-------- EXCERPTED RECORDS --------

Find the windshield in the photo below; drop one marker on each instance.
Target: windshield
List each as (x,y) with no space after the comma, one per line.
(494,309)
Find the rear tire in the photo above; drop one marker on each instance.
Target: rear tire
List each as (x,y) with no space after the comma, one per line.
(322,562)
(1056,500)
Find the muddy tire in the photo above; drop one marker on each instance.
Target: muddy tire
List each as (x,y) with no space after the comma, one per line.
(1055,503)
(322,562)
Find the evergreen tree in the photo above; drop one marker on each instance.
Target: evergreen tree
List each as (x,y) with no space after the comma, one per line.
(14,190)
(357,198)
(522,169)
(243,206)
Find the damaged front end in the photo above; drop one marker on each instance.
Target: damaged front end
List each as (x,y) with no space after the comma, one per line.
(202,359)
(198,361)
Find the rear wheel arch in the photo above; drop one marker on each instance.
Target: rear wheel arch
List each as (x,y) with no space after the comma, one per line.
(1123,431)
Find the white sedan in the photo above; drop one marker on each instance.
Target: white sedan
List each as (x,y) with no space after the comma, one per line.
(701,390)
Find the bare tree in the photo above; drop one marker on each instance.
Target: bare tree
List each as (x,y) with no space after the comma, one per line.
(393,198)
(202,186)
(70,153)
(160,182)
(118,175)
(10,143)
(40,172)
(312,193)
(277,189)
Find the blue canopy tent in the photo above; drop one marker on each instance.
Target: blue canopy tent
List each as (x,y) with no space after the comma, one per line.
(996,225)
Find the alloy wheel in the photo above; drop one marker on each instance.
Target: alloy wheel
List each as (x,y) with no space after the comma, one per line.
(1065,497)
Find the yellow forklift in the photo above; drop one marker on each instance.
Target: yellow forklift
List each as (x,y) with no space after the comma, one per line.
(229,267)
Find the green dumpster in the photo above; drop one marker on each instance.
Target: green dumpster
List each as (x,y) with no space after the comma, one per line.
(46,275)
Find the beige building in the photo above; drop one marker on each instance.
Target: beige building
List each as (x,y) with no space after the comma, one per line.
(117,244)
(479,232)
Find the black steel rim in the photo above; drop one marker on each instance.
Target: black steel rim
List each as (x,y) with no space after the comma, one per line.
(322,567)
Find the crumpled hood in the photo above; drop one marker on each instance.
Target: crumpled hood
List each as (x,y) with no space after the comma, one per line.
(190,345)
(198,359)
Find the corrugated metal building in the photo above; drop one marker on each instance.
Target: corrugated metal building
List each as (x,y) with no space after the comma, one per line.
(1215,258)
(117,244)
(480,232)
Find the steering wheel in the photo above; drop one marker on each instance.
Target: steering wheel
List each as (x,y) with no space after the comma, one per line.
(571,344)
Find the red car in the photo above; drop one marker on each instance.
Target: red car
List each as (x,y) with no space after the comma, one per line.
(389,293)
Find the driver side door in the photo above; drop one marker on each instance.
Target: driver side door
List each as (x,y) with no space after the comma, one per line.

--------

## TRY IT
Every line above should be retyped exactly as given.

## RESULT
Find the windshield in the photo below; drop one marker on each instance.
Target: windshield
List each as (x,y) with no space after the comma, one per line.
(494,309)
Find the rear tire in the photo above; drop one marker on each instance.
Target: rear tire
List each as (x,y) with no space after the comma, one per line.
(322,562)
(1056,500)
Find the muddy tire in the photo above; drop one marker on each instance.
Target: muddy tire
List each as (x,y) with no space after the comma, one per line.
(1055,503)
(322,562)
Find the evergreen tree in the photo above; drop one marker on each instance.
Target: evergreen tree
List each as (x,y) with no space after the comma, one per line.
(14,190)
(357,198)
(522,169)
(243,206)
Find the damaged front end in the photo above; drop one marker on each instance.
Target: damaged front end
List each as (x,y) with no space after the comma, one per line.
(202,359)
(198,361)
Find the rear wheel arch in the photo above; drop one marker on each instance.
Target: rear wheel arch
List each as (x,y) with no space after the comma, one per line.
(1123,431)
Find the white sedan in the photo above; drop one marker on each instance.
Target: white sedan
List each as (x,y) with no space after the comma, one per line.
(701,390)
Find the bare tree in the photo above; drop one marker on each instance.
Target: bare tree
List each as (x,y) with no space after the comma, one per line.
(393,198)
(202,186)
(70,153)
(160,182)
(118,175)
(10,143)
(40,172)
(312,193)
(277,189)
Find the blue canopy tent in the photo above; drop one marker on each instance.
Target: blue canopy tent
List each as (x,y) with no space after the comma, one per line.
(996,225)
Find the alloy wheel in the photo above; drop one marker on each instance.
Target: alloy wheel
List each as (x,y) with no space after the comma, one per line.
(1065,497)
Find the yellow forklift in the photo above; drop one marker on each instance.
Target: yellow forklift
List each as (x,y) with no space after the comma, one per line.
(229,267)
Find the green dumpster in the photo above; drop one marker on each instance.
Target: green dumpster
List each as (x,y) with no space after the comma, one per line.
(46,275)
Find the beige building in the photo above; drop one marker on each instance.
Target: beige building
List each as (x,y) with no space after the comma, one per line.
(117,244)
(479,232)
Find the black steel rim in the photo above; drop one marker on each instance.
Target: black steel rim
List each as (x,y) with no space after the comma, one per line.
(322,567)
Find the crumpled hood in the photo above; drop one marker on each instance.
Target: crumpled hood
List each as (x,y) with no space after the comma, one per line.
(190,345)
(198,359)
Find the corrugated metal building in the photo above; drop one marker on each instance.
Target: corrugated metal building
List each as (x,y) with no space after the comma, one per line.
(1215,258)
(117,244)
(480,232)
Find the steering wheel in the photo above; drop one marker on each instance.
Target: steering wheel
List each as (x,y) with no space after the comma, one per line.
(571,344)
Find the red car in the photo above; drop one marker on each instance.
Target: red car
List each as (x,y) with no space after the comma, one per line.
(389,293)
Find the driver side door in the photo above; drop one marker on each instance.
Target: driver side door
List each as (x,y) with no space after the comma, one per line.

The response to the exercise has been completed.